**Exercise**. Filter the entries for the string "rough". Copy each line that has it.
###
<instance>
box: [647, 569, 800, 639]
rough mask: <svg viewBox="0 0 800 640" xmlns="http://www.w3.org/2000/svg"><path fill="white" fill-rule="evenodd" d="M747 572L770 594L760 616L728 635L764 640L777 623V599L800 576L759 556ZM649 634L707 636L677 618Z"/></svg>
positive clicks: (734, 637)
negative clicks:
###
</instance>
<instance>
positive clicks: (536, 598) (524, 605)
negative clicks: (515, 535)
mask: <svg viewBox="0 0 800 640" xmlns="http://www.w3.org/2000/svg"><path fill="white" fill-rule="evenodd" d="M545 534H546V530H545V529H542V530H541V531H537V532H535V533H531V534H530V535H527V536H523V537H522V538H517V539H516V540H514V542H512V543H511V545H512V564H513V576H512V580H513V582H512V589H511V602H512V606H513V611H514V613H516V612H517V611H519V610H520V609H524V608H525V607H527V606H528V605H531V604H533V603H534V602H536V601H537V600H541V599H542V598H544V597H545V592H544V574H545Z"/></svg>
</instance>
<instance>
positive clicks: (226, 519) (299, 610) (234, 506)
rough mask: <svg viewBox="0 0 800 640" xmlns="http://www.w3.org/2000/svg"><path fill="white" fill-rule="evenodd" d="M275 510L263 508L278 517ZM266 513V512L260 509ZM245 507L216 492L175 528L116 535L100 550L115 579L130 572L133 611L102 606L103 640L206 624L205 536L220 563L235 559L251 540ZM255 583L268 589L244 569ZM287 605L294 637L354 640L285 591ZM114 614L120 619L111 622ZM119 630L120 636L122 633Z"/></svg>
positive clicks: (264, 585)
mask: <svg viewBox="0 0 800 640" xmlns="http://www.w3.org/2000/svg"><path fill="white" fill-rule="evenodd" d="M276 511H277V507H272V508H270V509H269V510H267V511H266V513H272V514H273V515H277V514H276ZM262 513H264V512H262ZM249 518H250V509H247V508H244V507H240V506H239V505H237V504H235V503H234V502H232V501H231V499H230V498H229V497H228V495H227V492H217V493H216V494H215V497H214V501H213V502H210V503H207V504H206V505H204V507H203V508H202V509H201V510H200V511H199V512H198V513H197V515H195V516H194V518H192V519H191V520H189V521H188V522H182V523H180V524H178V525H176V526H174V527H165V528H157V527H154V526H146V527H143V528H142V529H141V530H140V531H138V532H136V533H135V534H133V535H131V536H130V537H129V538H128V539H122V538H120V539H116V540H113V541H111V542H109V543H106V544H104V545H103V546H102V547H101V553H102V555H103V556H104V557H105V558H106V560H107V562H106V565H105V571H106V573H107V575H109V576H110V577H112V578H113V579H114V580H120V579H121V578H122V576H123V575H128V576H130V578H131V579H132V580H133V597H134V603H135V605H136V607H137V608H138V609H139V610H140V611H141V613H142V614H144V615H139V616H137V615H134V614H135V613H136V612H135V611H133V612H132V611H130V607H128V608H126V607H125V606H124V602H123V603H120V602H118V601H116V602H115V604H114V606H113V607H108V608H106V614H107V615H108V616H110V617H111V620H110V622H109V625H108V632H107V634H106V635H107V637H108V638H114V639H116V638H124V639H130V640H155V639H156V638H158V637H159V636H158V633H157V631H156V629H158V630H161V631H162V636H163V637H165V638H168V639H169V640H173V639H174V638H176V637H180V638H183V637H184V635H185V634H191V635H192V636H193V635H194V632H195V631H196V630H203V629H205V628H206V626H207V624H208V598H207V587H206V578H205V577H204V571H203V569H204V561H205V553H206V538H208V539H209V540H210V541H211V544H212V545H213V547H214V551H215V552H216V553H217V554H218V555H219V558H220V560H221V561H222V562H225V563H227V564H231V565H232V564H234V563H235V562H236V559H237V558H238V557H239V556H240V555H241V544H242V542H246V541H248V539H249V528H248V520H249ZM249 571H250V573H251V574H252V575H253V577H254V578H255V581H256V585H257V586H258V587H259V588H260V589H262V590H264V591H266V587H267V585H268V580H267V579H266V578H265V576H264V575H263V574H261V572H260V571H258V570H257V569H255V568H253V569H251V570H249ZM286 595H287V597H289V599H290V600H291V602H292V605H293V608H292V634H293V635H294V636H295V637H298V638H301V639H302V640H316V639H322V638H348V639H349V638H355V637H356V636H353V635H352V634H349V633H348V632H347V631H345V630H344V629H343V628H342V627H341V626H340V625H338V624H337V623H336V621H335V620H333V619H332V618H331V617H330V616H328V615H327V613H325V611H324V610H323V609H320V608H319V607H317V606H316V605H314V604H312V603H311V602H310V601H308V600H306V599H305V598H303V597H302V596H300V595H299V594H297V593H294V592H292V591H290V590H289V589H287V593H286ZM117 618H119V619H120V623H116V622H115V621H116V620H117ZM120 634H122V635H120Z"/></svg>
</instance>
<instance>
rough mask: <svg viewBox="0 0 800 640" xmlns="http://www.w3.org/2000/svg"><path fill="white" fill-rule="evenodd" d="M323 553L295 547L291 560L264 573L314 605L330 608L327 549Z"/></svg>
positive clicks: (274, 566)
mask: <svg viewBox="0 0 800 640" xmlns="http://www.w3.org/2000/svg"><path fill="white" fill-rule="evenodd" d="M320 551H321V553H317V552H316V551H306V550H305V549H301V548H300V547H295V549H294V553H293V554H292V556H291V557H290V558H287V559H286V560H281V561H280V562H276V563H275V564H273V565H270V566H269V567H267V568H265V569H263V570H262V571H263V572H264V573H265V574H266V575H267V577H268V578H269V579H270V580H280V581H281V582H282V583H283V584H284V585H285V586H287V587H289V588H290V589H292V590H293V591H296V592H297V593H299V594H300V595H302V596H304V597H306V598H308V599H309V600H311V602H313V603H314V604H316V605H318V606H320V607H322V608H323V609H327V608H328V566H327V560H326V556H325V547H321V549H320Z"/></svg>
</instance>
###
**Task solution**.
rough mask: <svg viewBox="0 0 800 640" xmlns="http://www.w3.org/2000/svg"><path fill="white" fill-rule="evenodd" d="M747 572L770 594L760 616L728 635L764 640L777 623V599L800 576L759 556ZM649 634L707 636L677 618Z"/></svg>
rough mask: <svg viewBox="0 0 800 640" xmlns="http://www.w3.org/2000/svg"><path fill="white" fill-rule="evenodd" d="M275 510L263 508L278 517ZM266 513V512L260 509ZM245 507L216 492L175 528L116 535L100 550L115 579L130 572L133 611L102 606L103 640L206 624L205 536L220 563L235 559L251 540ZM255 583L268 589L244 569ZM287 605L294 637L354 640L285 591ZM114 614L120 619L111 622ZM119 630L120 636L122 633Z"/></svg>
rough mask: <svg viewBox="0 0 800 640" xmlns="http://www.w3.org/2000/svg"><path fill="white" fill-rule="evenodd" d="M323 553L295 547L291 560L264 573L314 605L330 608L327 549Z"/></svg>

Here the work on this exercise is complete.